* Input *
---------------
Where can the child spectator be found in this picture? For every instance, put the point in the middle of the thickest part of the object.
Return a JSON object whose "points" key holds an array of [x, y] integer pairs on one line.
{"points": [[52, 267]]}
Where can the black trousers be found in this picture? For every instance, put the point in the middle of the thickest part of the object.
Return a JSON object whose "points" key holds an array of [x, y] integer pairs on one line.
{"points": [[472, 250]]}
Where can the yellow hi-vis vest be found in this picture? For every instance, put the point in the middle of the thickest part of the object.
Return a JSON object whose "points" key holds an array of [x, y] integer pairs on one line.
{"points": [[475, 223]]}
---------------
Now output the listing above, exactly as it appears.

* Your response *
Where can the child spectator be found in this picture? For every instance, put the point in the middle of the thickest part of the object.
Return a JSON object whose "points" key holds an array of [x, y] integer pairs on one line.
{"points": [[52, 267]]}
Where can the black trousers be found in this picture? For every instance, put the point in the middle of the thickest part of the object.
Return a JSON object whose "points" key holds an array of [x, y] integer pairs on one line.
{"points": [[472, 250]]}
Where can the yellow hi-vis vest be found in this picture? For every instance, put the point in the middle of the thickest part of the object.
Return a JSON object whose "points" key holds an array of [x, y] integer pairs on one line.
{"points": [[475, 223]]}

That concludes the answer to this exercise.